═════ Data in this exercise
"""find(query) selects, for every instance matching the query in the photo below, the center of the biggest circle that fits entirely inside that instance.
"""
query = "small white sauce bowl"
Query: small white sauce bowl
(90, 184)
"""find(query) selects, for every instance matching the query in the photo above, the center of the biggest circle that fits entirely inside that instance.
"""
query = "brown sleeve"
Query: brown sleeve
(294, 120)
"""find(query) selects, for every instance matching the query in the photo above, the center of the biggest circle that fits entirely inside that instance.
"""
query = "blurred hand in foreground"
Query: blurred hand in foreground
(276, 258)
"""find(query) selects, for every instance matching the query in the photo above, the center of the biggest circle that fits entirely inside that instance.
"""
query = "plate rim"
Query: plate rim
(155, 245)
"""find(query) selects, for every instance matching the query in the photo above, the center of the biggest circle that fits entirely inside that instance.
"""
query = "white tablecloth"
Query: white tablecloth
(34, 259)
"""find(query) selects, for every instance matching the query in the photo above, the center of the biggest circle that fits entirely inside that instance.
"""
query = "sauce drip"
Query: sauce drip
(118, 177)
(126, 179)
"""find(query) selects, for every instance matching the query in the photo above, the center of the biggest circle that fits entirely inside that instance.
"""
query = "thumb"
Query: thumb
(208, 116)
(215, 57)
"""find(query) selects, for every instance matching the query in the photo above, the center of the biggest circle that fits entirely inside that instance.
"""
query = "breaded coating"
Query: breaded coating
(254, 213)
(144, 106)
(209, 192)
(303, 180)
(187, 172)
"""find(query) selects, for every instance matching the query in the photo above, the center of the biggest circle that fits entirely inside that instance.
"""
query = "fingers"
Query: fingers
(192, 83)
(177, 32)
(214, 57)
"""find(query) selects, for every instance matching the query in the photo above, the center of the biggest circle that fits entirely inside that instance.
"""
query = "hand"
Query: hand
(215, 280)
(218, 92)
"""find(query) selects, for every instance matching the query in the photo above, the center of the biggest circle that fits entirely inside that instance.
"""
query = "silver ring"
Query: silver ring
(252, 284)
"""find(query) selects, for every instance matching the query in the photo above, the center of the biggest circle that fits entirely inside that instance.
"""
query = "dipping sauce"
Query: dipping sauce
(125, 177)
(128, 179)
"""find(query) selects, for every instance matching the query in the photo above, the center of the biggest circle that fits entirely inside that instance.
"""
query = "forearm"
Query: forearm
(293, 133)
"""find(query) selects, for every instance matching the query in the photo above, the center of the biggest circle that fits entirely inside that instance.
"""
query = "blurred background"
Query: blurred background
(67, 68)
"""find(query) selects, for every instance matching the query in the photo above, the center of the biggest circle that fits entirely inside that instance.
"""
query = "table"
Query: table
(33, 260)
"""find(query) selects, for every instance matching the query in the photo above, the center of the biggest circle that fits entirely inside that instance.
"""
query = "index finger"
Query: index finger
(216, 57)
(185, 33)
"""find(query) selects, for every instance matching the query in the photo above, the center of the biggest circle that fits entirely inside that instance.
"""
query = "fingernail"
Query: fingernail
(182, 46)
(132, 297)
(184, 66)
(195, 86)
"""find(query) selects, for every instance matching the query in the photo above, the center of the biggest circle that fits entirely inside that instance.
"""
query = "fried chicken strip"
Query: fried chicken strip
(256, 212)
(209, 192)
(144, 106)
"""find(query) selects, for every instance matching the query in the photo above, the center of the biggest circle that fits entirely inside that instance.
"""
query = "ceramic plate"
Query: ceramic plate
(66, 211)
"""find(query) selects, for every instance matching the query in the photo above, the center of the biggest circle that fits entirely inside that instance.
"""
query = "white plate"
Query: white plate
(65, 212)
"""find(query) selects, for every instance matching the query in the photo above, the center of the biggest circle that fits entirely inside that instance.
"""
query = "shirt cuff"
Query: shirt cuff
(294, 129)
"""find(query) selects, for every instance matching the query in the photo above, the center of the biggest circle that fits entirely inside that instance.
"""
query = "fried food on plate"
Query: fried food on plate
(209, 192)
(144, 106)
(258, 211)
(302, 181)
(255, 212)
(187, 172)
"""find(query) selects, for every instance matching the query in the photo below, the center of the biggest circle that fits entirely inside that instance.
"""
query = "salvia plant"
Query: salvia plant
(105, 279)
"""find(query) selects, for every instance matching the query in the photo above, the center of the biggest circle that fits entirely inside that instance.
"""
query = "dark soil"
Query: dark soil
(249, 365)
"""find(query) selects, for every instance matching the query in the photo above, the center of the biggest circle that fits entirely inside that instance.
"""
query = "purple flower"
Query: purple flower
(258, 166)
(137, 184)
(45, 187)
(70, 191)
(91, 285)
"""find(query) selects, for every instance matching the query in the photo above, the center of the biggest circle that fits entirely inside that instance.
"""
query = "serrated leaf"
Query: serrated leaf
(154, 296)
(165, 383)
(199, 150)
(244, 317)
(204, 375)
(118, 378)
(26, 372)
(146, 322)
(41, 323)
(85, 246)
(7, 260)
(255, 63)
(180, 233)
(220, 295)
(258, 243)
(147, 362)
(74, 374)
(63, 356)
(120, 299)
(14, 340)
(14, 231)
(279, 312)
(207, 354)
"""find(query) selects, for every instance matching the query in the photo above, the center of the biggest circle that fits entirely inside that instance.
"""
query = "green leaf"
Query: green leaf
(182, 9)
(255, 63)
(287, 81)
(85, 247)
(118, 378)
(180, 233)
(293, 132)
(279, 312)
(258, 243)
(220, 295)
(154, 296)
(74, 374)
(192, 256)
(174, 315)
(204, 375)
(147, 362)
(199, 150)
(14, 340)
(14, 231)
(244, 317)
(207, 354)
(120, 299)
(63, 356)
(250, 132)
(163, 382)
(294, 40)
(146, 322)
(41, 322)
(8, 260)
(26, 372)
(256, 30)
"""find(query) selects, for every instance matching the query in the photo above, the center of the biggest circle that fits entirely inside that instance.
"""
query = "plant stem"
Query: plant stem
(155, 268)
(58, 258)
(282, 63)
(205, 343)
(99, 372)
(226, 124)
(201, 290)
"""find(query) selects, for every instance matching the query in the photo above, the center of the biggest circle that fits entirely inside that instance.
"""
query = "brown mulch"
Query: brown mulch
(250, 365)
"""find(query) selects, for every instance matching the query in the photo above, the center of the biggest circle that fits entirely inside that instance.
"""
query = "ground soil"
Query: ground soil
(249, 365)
══════════
What the task asks |
Each line of the material above is to be retyped verbatim.

Result |
"""find(query) selects, for every instance matching the query in the photo below, the center of the biggest circle that fits entirely inside that instance.
"""
query = "small white sauce bowl"
Query: small white sauce bowl
(90, 184)
"""find(query) selects, for every instance matching the query in the photo above, the center of the biggest circle that fits entirely inside that instance.
"""
query = "brown sleeve"
Query: brown sleeve
(294, 120)
"""find(query) selects, for every instance matching the query in the photo above, the center of the biggest circle that fits entirely inside that instance.
"""
query = "blurred hand in foreground"
Query: blurred hand in foreground
(276, 258)
"""find(query) selects, for every instance matching the query in the photo above, the center of the biggest circle that fits entirely inside that instance.
"""
query = "plate rim"
Query: plate rim
(155, 245)
"""find(query) selects, for every instance matching the query in the photo above, the center of the biggest circle that fits entirely inside that instance.
"""
query = "white tablecloth"
Query: white tablecloth
(34, 259)
"""find(query) selects, for every instance matching the query in the photo above, the center of the biggest circle that fits entirely inside that instance.
"""
query = "sauce drip"
Query: sauce drip
(118, 177)
(126, 179)
"""find(query) selects, for every instance matching the query in the photo above, the center of the biggest circle that fits entirely inside that instance.
"""
query = "thumb"
Query: thumb
(208, 116)
(215, 57)
"""find(query) selects, for every instance matching the query in the photo above, the center of the biggest circle that fits entirely inside that instance.
"""
query = "breaded coating"
Query: breaded coating
(254, 213)
(144, 106)
(209, 192)
(303, 180)
(187, 172)
"""find(query) selects, for every instance matching the query in the photo above, the center of the biggest circle that fits entirely inside that instance.
"""
query = "fingers"
Query: fingers
(192, 83)
(177, 32)
(214, 57)
"""find(query) selects, for every instance matching the query in the photo above, the center of the biggest circle that fits entirely inside that instance.
"""
query = "hand"
Query: hand
(215, 280)
(218, 92)
"""find(query) selects, for every instance matching the query in the photo above, the center of the biggest circle that fits entirely inside that instance.
"""
query = "silver ring"
Query: silver ring
(252, 284)
"""find(query) selects, for every instance matching the query in the photo above, the center of the biggest circle that fits entirely inside that instance.
"""
query = "dipping sauce"
Query: dipping sauce
(125, 177)
(128, 179)
"""find(query) selects, for every instance matching the query in the photo above, the center of the biggest circle that fits entirely inside that instance.
"""
query = "forearm"
Query: forearm
(293, 133)
"""find(query) selects, for every instance matching the query in the photo above, the center of the biggest circle that fits entirely inside that instance.
"""
query = "blurred background"
Query: blurred background
(67, 68)
"""find(query) selects, for every instance matching the query in the photo above, the center of the biggest circle that fits entirely inside that instance.
"""
query = "table"
Query: table
(33, 260)
"""find(query) selects, for every instance matching the query in the photo above, the center of the biggest circle that fits entirely inside that instance.
"""
query = "index finger"
Query: index finger
(216, 57)
(185, 33)
"""find(query) selects, for every instance matching the query in the photo above, the center of the biggest circle that fits entirely inside that instance.
"""
query = "fingernail"
Query: fingernail
(182, 46)
(132, 297)
(184, 66)
(195, 86)
"""find(query) selects, for every instance matching the query in the photo above, the center of the biggest circle that fits entirely inside that instance.
"""
query = "fried chicken strip"
Query: fried chicken strip
(256, 212)
(209, 192)
(144, 106)
"""find(query) selects, for every instance matching the query in the photo above, the center of the biggest circle that fits entirely inside that instance.
"""
query = "ceramic plate"
Query: ceramic plate
(66, 211)
"""find(query) selects, for every instance matching the query in the photo above, the center of the biggest circle that fits entirely inside that instance.
"""
query = "white plate"
Query: white plate
(65, 212)
"""find(query) selects, for every instance matching the query in the photo above, the center of the biggest circle that fits entirely inside that instance.
"""
query = "shirt cuff"
Query: shirt cuff
(294, 129)
"""find(query) selects, for every instance matching the query in the photo above, the center of the biggest circle that fits entirely inside that instance.
"""
query = "fried food on plate"
Query: fried food on plate
(209, 192)
(144, 106)
(258, 211)
(302, 181)
(255, 212)
(187, 172)
"""find(query) selects, for every instance matching the query in the photo below, the center of the biggest circle that fits entirely inside that instance.
"""
query = "salvia plant"
Query: salvia plant
(105, 279)
"""find(query) selects, for every instance matching the query in the photo above, the center of the biggest circle that fits entirely inside that instance.
"""
query = "dark soil"
Query: dark soil
(249, 365)
"""find(query) selects, for every instance matching the query in the photo above, the center of the biggest circle that fits entirely inside that instance.
"""
query = "purple flower"
Query: purple flower
(258, 166)
(137, 184)
(45, 187)
(70, 191)
(91, 285)
"""find(query) selects, for every instance matching the query in the photo above, the center of the biggest circle that fits entirely inside that instance.
"""
query = "serrated leaf"
Query: serrated leaf
(154, 296)
(165, 383)
(199, 150)
(244, 317)
(204, 375)
(118, 378)
(26, 372)
(146, 322)
(41, 323)
(85, 246)
(7, 260)
(255, 63)
(180, 233)
(220, 295)
(258, 243)
(147, 362)
(74, 374)
(63, 356)
(120, 299)
(14, 340)
(14, 231)
(279, 312)
(207, 354)
"""find(query) selects, for every instance matching the query in the photo above, the center of the biggest circle that fits entirely inside that instance.
"""
query = "green leaf"
Query: green leaf
(182, 9)
(255, 63)
(287, 81)
(85, 247)
(118, 378)
(180, 233)
(293, 132)
(279, 312)
(258, 243)
(220, 295)
(154, 296)
(74, 374)
(192, 256)
(174, 315)
(204, 375)
(147, 362)
(199, 150)
(14, 340)
(14, 231)
(244, 317)
(207, 354)
(120, 299)
(63, 356)
(250, 132)
(163, 382)
(294, 40)
(146, 322)
(41, 322)
(8, 260)
(26, 372)
(256, 30)
"""find(query) selects, for every instance matching the query in the photo above, the center of the biggest circle that fits entirely inside that instance.
"""
query = "plant stem"
Query: plant stem
(155, 268)
(58, 258)
(282, 63)
(205, 343)
(99, 372)
(226, 124)
(201, 290)
"""find(query) selects, for every instance matching the query in the photo above, the center of the biggest circle that fits entirely inside that instance.
"""
query = "brown mulch"
Query: brown mulch
(250, 365)
"""find(query) selects, for every instance matching the query in the photo above, the center of the biggest circle that fits entirely inside that instance.
"""
query = "ground soil"
Query: ground soil
(249, 365)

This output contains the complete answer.